**Data for this task:**

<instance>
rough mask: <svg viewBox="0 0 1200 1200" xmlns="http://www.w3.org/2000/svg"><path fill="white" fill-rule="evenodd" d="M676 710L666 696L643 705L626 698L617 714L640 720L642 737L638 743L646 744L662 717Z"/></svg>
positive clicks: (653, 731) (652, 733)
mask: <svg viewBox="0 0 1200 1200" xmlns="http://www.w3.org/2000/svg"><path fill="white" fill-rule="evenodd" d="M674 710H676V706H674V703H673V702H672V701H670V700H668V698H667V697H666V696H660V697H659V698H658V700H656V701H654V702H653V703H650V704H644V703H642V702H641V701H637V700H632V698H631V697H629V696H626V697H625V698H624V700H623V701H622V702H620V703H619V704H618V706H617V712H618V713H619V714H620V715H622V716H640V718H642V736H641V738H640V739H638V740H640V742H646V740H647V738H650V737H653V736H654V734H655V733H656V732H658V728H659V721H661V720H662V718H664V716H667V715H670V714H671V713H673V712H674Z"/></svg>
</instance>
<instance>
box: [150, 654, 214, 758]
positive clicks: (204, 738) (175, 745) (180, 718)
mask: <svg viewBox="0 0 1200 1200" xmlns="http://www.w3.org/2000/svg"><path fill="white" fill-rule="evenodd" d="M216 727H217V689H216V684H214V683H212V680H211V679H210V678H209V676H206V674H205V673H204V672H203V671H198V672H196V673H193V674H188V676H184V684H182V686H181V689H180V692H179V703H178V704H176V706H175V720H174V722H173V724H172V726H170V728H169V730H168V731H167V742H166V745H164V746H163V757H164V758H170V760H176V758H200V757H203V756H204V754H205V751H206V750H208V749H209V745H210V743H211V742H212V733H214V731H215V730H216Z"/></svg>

**Your task:**
Edit the rows from the first line through the line containing "positive clicks: (653, 731) (652, 733)", replacing "rough mask" with "coarse mask" and keeping everything else the same. Give back only those lines.

**Solution for this problem:**
<instance>
coarse mask: <svg viewBox="0 0 1200 1200" xmlns="http://www.w3.org/2000/svg"><path fill="white" fill-rule="evenodd" d="M676 710L666 696L643 705L626 698L617 714L640 720L642 737L638 743L646 744L662 717Z"/></svg>
positive clicks: (653, 731) (652, 733)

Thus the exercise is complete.